> [Objective]: Lay out the data from its start through the line containing "x=132, y=45" as a two-column CSV headed "instruction" and "points," with one row per instruction and each field quoted, turning any line breaks within a field into spaces. Leave the pictures out.

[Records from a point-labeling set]

+ + + + +

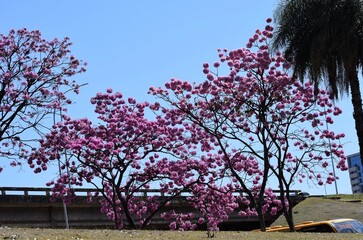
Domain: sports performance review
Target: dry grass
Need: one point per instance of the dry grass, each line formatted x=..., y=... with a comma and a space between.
x=337, y=206
x=78, y=234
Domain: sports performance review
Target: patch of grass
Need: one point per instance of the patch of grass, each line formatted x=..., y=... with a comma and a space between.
x=78, y=234
x=328, y=207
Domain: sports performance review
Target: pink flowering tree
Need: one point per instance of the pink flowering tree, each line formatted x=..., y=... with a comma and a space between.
x=123, y=157
x=263, y=122
x=34, y=82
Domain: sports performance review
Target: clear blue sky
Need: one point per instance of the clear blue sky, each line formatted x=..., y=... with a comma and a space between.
x=132, y=45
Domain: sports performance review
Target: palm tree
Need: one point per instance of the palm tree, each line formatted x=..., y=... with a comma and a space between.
x=324, y=41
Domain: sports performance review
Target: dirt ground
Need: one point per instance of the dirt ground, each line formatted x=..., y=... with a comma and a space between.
x=85, y=234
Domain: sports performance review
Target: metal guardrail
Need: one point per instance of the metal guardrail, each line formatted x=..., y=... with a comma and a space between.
x=26, y=191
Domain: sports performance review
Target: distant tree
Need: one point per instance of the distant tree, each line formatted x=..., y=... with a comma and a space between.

+ + + + +

> [Result of the exercise]:
instruction,points
"Domain: sports performance review Target: dry grass Need: one point per instance of the dry grass, each line formatted x=..., y=... with a comma and a space between.","x=337, y=206 x=78, y=234"
"Domain: sports performance review Target: patch of grass Need: one point per instance of the patch of grass, each line formatted x=..., y=... with a comma and a space between.","x=78, y=234 x=328, y=207"
"Domain: sports performance review Target: pink flowering tree Need: one point per instance of the pink flowering tree, each line formatted x=..., y=... with a comma and a space between.","x=123, y=157 x=263, y=122 x=34, y=82"
"Domain: sports performance review Target: clear blue sky Need: one point per instance of the clear blue sky, each line formatted x=..., y=... with a comma and a space between.","x=132, y=45"